TASK INSTRUCTIONS:
A - In the hotel deals thread, which website is said to collate deals from various deal websites and let you filter for accommodation offers only?
B - Summarize the hotel deals thread in two sentences.
C - Write out the hotel deals thread word for word, from "I would suggest" to "booking hotel rooms.".

TEXT EXTRACT:
——————————
# Hotel deals website ?



## TarfHead (9 Oct 2012)

Does anyone know of a site that provides details of Irish hotels offering deals, weekend specials, etc ?

My wife and I have a rare opportunity at the end of the month to treat ourselves to a night or two away. In the (distant) past, we'd organise something like that by trying the sites of individual hotels. Is there somewhere that aggregates them ?


----------



## delgirl (9 Oct 2012)

There are some good deals on the Pigsback website and more on the  site.


----------



## JohnJay (9 Oct 2012)

http://www.todayfmbreaks.com/ can have good deals somtimes
http://www.todayfmbreaks.com/


----------



## Latrade (9 Oct 2012)

Be wary of the Groupon site, while it has good deals if you're not very careful you end on their email list and tattoos are easier to get rid of than unsubscribing from that.


----------



## gipimann (9 Oct 2012)

www.mydealpage.ie collates the deals from the various deal websites, and can be filtered to show accommodation offers only.

Easier than going through the various deal sites individually.


----------



## dewdrop (9 Oct 2012)

I would suggest you decide on your chosen location and then do a bit of checking. We have found that most grade 4 hotels offer great value


----------



## Lightning (9 Oct 2012)

I have found http://groupschemes.roomex.com/ cheaper than Hotels.com when booking hotel rooms.


----------



## Tired Paul (9 Oct 2012)

I always check the offers but I will always ring the hotel in question too. I have no shame in saying that I can get it cheaper on such and such website. More often than not I've been out on hold and then they come back with either a similar or better deal. IF YOU DON'T ASK, YOU WON'T GET.


----------



## helllohello (10 Oct 2012)

I agree with "Tired Paul". ring the hotel and check the price.  I find a lot of the deal sites have limited availability for weekends.


----------



## Lightning (10 Oct 2012)

helllohello said:


> I agree with "Tired Paul". ring the hotel and check the price.  I find a lot of the deal sites have limited availability for weekends.



Check multiple websites, find the best price and then negotiate with the hotel.


----------



## Sandals (10 Oct 2012)

Tired Paul said:


> I always check the offers but I will always ring the hotel in question too. I have no shame in saying that I can get it cheaper on such and such website. More often than not I've been out on hold and then they come back with either a similar or better deal. IF YOU DON'T ASK, YOU WON'T GET.



+1 just found this out with a restaurant deal, while I didnt get the exact same deal in monetary value terms, I worked out better as I could bring a bunch of people on any date that suits me. Couldnt believe it. They wanted to cut out the middleman!


----------



## bardcom (10 Oct 2012)

Nice!  Didn't know about mydealpage, very handy thanks!


----------



## Hugh (10 Oct 2012)

Check Supervalu breaks normally good value


----------



## pudds (10 Oct 2012)

*Lidl*

Used them several times always worth checking.

http://www.lidl-breaks.ie/


----------



## mickoneill30 (21 Oct 2012)

I've been using this one for a while.
[broken link removed]
they seem to update frequently.


----------
——————————
RAW DATA:
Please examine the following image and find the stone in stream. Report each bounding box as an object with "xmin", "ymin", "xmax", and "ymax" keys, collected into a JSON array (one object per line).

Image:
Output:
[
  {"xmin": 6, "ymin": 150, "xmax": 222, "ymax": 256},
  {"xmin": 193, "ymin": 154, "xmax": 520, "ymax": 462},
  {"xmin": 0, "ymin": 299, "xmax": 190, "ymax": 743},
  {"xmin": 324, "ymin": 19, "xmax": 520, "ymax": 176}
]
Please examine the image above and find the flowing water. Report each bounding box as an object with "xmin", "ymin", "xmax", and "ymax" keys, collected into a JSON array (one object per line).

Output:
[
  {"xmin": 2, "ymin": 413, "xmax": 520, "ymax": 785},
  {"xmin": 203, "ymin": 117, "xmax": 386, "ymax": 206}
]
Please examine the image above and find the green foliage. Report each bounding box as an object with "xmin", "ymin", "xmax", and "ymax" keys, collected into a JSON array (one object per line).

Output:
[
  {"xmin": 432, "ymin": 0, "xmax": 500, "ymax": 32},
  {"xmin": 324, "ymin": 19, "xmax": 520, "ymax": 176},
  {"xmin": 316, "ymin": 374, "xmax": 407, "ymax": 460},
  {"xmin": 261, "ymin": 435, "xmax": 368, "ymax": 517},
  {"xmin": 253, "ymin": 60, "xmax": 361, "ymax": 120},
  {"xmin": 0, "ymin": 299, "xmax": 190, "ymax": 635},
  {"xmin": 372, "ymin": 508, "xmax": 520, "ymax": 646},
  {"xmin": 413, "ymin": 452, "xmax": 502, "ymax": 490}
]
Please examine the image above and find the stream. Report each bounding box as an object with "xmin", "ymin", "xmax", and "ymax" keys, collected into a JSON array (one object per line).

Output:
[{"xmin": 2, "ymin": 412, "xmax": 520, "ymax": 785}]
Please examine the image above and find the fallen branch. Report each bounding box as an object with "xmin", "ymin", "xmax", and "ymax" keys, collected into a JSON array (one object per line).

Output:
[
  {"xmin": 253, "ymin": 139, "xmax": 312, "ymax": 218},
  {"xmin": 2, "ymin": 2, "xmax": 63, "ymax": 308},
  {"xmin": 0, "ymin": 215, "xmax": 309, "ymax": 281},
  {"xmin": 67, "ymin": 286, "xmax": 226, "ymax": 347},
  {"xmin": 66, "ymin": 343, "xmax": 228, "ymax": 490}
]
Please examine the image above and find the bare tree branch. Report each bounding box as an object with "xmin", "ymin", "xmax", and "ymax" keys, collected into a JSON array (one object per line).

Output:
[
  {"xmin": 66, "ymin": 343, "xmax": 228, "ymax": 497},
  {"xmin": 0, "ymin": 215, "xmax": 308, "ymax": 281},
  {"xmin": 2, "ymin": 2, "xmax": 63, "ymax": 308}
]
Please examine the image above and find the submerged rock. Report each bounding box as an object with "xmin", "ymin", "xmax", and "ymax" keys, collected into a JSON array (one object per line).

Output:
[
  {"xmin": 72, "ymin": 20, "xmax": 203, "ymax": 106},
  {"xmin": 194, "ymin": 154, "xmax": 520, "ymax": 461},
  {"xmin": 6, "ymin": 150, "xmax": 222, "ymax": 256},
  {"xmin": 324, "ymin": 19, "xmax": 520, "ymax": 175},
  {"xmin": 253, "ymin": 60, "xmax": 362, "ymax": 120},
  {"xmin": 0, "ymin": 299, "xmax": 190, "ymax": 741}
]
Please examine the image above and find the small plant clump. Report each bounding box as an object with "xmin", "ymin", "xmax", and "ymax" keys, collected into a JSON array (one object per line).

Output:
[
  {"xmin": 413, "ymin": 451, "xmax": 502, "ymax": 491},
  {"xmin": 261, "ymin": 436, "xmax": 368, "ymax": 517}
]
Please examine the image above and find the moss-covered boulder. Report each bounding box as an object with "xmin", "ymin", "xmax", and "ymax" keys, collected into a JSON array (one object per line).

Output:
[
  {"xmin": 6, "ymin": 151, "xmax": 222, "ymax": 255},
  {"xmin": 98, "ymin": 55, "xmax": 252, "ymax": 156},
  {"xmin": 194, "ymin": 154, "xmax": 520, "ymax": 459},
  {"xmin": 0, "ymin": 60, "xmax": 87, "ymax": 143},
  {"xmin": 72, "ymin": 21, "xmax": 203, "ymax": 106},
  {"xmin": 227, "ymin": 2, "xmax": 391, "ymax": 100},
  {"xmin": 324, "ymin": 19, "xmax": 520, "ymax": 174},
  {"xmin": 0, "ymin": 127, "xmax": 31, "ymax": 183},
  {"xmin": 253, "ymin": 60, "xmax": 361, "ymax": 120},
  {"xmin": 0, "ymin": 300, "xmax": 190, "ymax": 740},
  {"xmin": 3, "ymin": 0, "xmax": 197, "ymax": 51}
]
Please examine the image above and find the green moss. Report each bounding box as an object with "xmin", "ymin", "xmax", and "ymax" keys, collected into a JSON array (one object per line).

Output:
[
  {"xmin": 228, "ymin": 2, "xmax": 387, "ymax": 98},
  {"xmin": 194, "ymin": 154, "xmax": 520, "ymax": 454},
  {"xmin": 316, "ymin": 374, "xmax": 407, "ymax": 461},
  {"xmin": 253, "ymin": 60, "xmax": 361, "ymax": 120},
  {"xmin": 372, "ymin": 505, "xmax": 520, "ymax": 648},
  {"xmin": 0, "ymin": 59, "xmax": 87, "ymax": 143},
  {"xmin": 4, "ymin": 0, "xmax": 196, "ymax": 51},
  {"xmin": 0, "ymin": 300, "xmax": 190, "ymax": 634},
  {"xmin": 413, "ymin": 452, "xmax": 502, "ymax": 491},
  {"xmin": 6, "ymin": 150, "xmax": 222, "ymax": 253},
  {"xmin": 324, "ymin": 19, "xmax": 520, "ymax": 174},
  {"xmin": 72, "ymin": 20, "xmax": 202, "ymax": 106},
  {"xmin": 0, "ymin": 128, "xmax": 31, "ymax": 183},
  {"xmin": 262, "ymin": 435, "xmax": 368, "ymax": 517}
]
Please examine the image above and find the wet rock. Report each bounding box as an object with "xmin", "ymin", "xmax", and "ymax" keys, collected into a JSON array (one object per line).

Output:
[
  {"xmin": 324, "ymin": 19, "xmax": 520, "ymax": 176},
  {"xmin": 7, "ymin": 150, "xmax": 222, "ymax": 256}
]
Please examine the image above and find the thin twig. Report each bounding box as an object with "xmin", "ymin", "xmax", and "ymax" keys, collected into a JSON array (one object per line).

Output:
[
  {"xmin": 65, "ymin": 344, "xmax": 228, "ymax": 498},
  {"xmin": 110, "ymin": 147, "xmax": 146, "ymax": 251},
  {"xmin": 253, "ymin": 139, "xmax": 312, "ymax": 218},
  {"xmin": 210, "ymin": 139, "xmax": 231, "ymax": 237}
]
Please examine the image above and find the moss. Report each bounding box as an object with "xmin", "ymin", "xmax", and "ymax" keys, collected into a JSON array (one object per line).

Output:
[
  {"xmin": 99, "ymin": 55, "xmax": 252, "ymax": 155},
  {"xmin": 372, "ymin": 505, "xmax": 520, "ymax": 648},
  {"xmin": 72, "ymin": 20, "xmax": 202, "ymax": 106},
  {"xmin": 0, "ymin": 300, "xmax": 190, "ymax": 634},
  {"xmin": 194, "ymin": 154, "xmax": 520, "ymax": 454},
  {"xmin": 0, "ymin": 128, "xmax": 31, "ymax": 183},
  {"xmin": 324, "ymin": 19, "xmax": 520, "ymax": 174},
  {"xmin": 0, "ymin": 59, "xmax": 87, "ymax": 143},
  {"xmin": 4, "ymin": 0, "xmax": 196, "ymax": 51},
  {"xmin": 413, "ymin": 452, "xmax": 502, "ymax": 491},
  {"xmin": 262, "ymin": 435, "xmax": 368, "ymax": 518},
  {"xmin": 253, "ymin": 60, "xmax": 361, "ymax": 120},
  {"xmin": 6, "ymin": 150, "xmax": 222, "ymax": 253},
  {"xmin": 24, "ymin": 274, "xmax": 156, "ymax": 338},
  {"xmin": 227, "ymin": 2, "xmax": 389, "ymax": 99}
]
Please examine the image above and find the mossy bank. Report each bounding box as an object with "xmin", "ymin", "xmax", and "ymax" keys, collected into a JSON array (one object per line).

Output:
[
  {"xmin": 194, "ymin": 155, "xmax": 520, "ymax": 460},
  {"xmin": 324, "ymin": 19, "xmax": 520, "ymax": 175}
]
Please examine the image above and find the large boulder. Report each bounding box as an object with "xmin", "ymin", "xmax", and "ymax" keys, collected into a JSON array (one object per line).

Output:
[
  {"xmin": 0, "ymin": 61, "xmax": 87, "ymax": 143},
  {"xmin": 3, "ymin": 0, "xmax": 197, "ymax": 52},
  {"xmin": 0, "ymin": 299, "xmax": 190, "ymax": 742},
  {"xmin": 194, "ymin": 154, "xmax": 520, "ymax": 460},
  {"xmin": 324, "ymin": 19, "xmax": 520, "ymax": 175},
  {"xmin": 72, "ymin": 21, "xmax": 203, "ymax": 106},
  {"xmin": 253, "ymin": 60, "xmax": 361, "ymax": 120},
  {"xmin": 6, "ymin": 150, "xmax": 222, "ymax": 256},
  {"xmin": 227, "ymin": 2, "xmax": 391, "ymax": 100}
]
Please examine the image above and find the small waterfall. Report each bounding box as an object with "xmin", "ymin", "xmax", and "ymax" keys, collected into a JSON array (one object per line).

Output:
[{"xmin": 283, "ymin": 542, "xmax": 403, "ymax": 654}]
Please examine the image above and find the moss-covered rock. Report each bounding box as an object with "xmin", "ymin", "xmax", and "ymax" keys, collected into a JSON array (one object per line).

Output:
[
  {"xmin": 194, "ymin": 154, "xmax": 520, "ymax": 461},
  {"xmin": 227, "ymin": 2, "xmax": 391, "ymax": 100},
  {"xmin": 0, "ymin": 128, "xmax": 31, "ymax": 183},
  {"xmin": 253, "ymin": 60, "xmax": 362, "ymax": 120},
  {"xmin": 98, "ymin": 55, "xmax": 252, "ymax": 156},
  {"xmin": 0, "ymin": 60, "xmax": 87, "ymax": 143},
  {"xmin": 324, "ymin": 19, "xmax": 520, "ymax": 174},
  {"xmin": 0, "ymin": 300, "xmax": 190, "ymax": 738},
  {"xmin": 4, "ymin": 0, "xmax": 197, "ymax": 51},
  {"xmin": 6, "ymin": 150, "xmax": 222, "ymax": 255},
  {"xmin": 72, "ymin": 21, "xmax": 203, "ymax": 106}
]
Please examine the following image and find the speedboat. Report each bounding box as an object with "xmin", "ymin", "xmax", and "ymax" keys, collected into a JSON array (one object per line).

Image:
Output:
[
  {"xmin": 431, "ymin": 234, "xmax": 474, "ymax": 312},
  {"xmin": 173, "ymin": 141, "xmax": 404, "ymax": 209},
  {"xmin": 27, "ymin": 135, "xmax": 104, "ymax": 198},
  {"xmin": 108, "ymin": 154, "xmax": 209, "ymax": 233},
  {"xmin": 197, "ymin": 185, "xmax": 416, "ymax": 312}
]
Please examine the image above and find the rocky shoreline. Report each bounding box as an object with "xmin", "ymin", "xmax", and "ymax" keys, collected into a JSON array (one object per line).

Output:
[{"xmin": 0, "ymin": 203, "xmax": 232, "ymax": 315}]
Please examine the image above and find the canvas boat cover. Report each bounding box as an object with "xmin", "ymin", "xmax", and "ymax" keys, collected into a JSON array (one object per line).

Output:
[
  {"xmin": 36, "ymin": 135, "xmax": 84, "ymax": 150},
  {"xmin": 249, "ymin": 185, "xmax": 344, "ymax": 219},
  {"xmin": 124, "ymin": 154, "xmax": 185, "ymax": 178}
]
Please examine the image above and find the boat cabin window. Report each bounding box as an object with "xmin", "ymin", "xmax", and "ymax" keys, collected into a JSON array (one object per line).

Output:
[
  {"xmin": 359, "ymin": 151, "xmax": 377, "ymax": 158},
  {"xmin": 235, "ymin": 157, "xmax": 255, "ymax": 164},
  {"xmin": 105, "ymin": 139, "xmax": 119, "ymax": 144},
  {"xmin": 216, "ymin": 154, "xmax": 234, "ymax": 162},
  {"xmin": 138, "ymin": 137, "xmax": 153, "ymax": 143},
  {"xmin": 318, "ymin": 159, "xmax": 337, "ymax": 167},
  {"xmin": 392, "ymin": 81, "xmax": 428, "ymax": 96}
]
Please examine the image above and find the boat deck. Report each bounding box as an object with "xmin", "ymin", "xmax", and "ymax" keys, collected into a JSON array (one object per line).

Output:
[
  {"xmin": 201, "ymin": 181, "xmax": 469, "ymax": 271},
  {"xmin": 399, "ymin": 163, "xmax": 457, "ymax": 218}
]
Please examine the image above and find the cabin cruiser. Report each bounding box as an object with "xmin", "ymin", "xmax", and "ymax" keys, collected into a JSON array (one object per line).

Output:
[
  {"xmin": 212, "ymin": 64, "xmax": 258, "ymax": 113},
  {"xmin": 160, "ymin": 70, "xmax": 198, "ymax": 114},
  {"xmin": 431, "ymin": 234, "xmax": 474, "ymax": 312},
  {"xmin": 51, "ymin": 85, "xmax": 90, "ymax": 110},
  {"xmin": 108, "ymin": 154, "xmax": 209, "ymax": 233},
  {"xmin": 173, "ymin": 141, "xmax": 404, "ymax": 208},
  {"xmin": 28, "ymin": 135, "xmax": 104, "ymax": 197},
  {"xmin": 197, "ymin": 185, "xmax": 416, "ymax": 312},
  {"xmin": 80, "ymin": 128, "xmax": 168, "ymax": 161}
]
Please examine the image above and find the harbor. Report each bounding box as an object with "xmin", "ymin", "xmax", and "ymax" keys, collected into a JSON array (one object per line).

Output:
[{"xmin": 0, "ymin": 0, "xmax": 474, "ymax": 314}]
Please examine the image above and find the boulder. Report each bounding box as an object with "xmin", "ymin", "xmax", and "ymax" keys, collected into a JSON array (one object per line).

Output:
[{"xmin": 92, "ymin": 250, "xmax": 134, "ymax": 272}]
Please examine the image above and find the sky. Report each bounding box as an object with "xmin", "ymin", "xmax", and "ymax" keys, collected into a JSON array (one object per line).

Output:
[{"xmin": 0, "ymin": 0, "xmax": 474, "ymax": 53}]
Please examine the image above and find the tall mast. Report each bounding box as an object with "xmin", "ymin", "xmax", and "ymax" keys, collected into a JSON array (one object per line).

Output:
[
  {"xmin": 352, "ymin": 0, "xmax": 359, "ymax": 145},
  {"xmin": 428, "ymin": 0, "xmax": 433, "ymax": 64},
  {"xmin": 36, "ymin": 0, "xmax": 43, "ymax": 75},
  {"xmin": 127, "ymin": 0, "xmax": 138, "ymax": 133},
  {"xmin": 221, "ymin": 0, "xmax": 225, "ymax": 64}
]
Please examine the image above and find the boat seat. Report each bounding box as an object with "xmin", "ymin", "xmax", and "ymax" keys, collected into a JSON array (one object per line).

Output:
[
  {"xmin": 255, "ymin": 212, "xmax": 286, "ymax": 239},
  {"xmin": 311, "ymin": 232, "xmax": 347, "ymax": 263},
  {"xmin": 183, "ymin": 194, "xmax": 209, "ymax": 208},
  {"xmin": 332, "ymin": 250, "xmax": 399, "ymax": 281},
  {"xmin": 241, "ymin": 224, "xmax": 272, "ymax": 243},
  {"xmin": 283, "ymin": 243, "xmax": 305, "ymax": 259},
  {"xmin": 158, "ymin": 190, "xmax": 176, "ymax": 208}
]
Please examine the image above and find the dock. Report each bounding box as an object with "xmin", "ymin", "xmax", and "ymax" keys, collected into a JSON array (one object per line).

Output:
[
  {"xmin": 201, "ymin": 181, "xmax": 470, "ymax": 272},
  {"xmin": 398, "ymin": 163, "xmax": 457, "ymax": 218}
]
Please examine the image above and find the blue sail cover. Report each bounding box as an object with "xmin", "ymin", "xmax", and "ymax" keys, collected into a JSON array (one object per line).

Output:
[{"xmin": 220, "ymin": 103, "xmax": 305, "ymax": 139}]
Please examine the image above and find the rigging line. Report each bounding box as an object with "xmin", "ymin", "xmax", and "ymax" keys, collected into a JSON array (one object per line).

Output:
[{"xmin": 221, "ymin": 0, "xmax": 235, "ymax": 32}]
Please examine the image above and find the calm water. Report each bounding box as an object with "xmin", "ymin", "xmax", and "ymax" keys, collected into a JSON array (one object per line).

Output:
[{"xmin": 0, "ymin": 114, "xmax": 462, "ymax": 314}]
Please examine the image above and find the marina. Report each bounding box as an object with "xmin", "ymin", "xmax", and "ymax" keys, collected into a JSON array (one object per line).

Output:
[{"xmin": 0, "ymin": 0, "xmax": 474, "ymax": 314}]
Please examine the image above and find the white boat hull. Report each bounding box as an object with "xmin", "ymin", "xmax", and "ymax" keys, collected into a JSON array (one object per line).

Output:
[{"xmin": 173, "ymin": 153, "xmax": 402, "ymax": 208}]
——————————
FULL SOLUTIONS:
A - www.mydealpage.ie

B - A poster asks for a site that aggregates deals from Irish hotels for a night or two away. Replies suggest sites such as Pigsback, Today FM breaks, mydealpage.ie, Supervalu breaks and Lidl breaks, warn that Groupon's email list is hard to escape, and advise ringing the hotel directly to get a similar or better deal.

C -
I would suggest you decide on your chosen location and then do a bit of checking. We have found that most grade 4 hotels offer great value


----------



## Lightning (9 Oct 2012)

I have found http://groupschemes.roomex.com/ cheaper than Hotels.com when booking hotel rooms.